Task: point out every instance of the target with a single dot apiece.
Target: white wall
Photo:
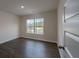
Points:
(50, 31)
(60, 23)
(9, 27)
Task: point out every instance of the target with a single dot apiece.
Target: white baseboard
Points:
(68, 52)
(43, 40)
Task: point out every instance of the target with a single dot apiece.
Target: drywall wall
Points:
(9, 26)
(61, 22)
(50, 26)
(71, 28)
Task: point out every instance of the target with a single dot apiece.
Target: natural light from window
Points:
(35, 26)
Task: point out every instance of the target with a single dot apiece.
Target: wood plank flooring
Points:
(28, 48)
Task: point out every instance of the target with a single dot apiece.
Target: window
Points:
(35, 26)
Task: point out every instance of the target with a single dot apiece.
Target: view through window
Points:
(35, 26)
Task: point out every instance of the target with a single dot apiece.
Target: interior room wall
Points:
(61, 22)
(9, 26)
(50, 26)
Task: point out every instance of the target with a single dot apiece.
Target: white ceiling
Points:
(31, 6)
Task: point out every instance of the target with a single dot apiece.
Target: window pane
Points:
(39, 26)
(39, 30)
(30, 26)
(30, 29)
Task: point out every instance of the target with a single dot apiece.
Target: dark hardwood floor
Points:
(28, 48)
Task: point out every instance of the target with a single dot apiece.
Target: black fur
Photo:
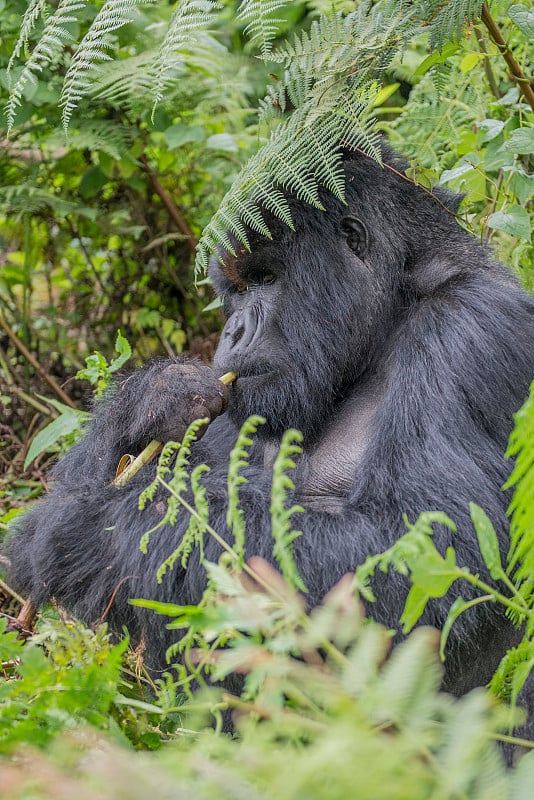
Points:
(392, 340)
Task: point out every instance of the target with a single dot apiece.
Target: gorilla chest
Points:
(328, 468)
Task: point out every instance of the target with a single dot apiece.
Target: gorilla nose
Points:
(240, 330)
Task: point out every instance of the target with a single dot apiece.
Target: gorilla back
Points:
(395, 343)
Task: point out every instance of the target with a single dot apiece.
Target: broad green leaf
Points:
(514, 220)
(470, 61)
(180, 134)
(491, 128)
(487, 541)
(414, 607)
(64, 425)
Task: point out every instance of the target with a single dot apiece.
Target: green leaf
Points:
(521, 141)
(222, 141)
(64, 425)
(122, 347)
(93, 180)
(439, 57)
(470, 61)
(514, 220)
(487, 541)
(415, 605)
(523, 18)
(180, 134)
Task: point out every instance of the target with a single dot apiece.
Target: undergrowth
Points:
(325, 705)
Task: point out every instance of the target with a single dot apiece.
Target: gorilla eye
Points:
(356, 235)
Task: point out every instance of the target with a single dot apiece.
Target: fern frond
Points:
(84, 134)
(290, 161)
(35, 9)
(283, 534)
(47, 50)
(125, 81)
(238, 461)
(178, 482)
(331, 73)
(92, 49)
(261, 27)
(448, 21)
(188, 16)
(193, 537)
(521, 447)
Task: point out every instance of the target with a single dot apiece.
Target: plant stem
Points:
(35, 364)
(515, 68)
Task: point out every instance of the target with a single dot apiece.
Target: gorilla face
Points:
(305, 312)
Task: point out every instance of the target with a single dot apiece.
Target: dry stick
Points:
(26, 618)
(154, 447)
(169, 203)
(35, 364)
(514, 67)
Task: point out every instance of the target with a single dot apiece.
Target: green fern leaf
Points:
(261, 26)
(189, 16)
(47, 50)
(91, 50)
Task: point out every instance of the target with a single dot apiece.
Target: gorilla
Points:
(391, 339)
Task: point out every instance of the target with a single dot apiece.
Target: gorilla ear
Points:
(356, 235)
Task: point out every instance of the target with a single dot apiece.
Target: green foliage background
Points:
(133, 131)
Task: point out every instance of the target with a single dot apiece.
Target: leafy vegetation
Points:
(134, 130)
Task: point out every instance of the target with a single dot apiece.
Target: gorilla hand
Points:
(175, 394)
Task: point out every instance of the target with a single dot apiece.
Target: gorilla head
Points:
(308, 311)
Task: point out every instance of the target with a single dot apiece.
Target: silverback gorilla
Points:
(389, 337)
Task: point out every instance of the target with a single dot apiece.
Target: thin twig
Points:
(490, 77)
(515, 68)
(35, 364)
(169, 203)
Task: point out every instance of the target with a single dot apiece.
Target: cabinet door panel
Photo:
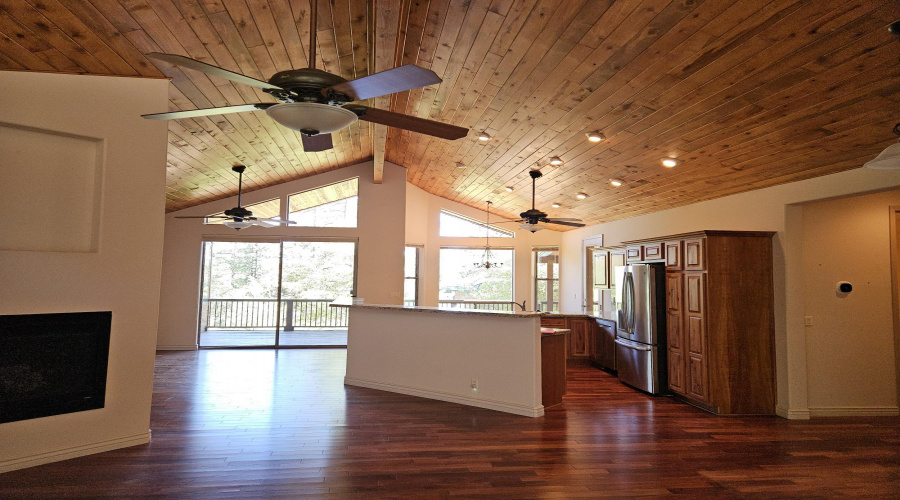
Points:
(694, 255)
(696, 377)
(676, 371)
(673, 255)
(633, 254)
(653, 251)
(694, 293)
(674, 336)
(673, 291)
(695, 334)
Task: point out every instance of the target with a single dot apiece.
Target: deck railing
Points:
(256, 314)
(485, 305)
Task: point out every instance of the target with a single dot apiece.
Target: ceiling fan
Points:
(239, 217)
(316, 103)
(531, 219)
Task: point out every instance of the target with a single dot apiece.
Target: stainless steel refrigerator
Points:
(641, 326)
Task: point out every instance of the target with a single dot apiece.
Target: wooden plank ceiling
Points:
(748, 93)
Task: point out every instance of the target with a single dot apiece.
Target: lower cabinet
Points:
(604, 355)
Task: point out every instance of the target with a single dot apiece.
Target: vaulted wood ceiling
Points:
(748, 93)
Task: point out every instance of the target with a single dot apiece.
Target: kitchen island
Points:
(488, 359)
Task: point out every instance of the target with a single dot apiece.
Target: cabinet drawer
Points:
(553, 322)
(673, 255)
(633, 254)
(653, 251)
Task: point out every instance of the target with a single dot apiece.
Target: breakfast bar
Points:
(488, 359)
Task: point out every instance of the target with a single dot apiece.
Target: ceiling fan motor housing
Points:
(305, 85)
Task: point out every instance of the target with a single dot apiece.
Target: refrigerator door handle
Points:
(633, 345)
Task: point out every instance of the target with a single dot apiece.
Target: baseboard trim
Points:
(855, 411)
(74, 452)
(792, 414)
(189, 347)
(527, 411)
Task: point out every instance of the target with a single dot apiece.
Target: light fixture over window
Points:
(487, 259)
(670, 162)
(595, 136)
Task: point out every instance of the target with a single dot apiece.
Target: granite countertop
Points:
(437, 310)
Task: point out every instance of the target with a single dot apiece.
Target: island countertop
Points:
(390, 307)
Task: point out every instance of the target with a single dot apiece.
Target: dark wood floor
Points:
(266, 424)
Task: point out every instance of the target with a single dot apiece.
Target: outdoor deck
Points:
(332, 337)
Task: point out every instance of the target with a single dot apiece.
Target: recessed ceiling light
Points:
(670, 162)
(595, 136)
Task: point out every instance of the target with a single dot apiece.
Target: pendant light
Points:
(487, 259)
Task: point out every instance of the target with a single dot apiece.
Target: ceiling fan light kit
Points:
(670, 162)
(312, 118)
(595, 136)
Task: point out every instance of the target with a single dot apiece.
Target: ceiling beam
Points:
(385, 26)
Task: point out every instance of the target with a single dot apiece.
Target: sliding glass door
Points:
(275, 293)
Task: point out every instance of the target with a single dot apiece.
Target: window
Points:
(334, 205)
(411, 276)
(460, 226)
(462, 284)
(261, 210)
(546, 279)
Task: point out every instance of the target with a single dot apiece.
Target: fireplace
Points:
(52, 364)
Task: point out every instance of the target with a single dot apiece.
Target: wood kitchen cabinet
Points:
(604, 355)
(720, 326)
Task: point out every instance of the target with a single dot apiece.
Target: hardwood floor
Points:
(267, 424)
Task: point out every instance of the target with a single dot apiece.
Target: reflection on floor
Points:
(336, 337)
(281, 424)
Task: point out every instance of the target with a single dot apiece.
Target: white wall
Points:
(850, 345)
(423, 228)
(437, 355)
(771, 209)
(120, 274)
(380, 232)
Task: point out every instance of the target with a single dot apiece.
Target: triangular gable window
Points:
(334, 205)
(460, 226)
(261, 210)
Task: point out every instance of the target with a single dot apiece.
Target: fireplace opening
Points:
(52, 364)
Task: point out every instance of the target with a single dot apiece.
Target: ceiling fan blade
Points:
(176, 115)
(406, 122)
(209, 69)
(316, 143)
(563, 223)
(406, 77)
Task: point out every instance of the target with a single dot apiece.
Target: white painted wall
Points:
(380, 232)
(850, 345)
(423, 228)
(437, 355)
(121, 274)
(772, 209)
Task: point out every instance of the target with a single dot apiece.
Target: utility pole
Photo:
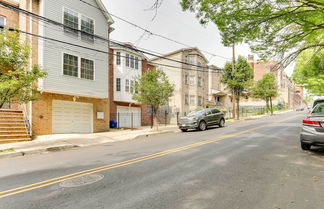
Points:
(233, 92)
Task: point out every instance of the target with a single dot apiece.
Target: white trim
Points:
(79, 66)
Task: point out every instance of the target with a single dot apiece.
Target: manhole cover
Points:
(83, 180)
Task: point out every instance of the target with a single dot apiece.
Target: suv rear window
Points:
(318, 109)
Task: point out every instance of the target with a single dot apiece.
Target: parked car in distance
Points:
(300, 108)
(202, 119)
(313, 128)
(317, 101)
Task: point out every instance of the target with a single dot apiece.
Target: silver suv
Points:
(313, 128)
(202, 119)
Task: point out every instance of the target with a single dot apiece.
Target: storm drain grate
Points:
(82, 181)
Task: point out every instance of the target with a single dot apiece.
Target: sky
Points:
(172, 22)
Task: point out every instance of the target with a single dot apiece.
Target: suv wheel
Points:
(305, 146)
(202, 125)
(221, 123)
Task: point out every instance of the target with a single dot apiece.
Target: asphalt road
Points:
(256, 164)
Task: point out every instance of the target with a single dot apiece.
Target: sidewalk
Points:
(58, 142)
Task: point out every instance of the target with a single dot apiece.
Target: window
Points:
(87, 26)
(132, 61)
(127, 85)
(192, 100)
(118, 58)
(118, 84)
(70, 65)
(132, 87)
(191, 59)
(199, 100)
(136, 87)
(186, 99)
(136, 63)
(186, 79)
(192, 80)
(87, 69)
(71, 20)
(199, 81)
(127, 60)
(2, 21)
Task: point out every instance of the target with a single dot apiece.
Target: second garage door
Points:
(126, 116)
(71, 117)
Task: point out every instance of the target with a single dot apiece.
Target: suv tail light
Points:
(308, 122)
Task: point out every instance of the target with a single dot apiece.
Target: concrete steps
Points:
(13, 127)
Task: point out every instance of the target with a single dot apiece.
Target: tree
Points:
(266, 89)
(16, 82)
(309, 71)
(153, 88)
(278, 28)
(238, 80)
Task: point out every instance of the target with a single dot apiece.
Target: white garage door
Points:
(127, 116)
(71, 117)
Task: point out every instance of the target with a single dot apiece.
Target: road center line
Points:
(29, 187)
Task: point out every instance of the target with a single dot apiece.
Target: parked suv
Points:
(313, 128)
(202, 119)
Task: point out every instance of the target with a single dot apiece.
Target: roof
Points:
(127, 46)
(182, 50)
(105, 12)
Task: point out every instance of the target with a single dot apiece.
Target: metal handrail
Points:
(27, 121)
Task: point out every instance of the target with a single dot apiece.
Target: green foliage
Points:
(154, 89)
(309, 71)
(16, 82)
(271, 28)
(265, 88)
(238, 80)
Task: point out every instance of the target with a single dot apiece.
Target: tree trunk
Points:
(271, 106)
(238, 107)
(267, 105)
(155, 121)
(233, 101)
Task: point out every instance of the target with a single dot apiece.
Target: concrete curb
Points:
(57, 148)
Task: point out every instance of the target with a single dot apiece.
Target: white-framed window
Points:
(186, 99)
(127, 85)
(87, 26)
(192, 80)
(70, 65)
(71, 19)
(2, 21)
(191, 59)
(78, 67)
(132, 87)
(118, 60)
(118, 84)
(136, 63)
(200, 81)
(200, 100)
(87, 69)
(127, 60)
(136, 87)
(132, 61)
(192, 100)
(186, 79)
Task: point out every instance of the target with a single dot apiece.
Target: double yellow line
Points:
(29, 187)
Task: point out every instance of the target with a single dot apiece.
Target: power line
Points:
(89, 34)
(149, 32)
(96, 50)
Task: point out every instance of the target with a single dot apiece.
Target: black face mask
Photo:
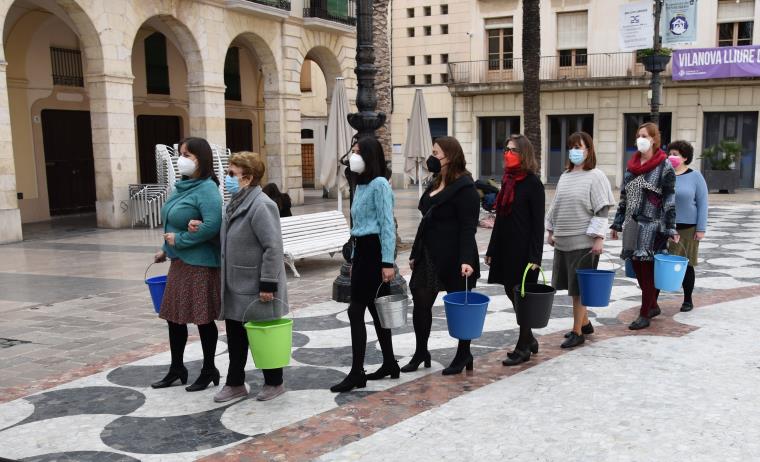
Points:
(433, 164)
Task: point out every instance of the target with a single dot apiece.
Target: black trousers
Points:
(366, 283)
(237, 346)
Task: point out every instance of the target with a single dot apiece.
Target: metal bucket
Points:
(392, 310)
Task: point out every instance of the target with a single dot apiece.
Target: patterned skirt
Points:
(192, 295)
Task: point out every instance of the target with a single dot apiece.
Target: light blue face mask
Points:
(231, 184)
(576, 156)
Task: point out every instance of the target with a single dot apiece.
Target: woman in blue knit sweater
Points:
(374, 233)
(691, 212)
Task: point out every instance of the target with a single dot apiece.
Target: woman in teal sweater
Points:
(193, 291)
(374, 233)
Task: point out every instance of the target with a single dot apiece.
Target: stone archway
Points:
(29, 85)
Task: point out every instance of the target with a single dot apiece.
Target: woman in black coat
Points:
(444, 250)
(518, 233)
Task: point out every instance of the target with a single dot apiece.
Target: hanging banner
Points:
(636, 26)
(716, 63)
(678, 22)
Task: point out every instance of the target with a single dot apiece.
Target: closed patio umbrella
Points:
(419, 141)
(337, 143)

________________

§ **Assigned task**
Go through the listing above and find each line that contains "metal", then copy it.

§ **Expected answer**
Target: metal handrail
Target: metal bucket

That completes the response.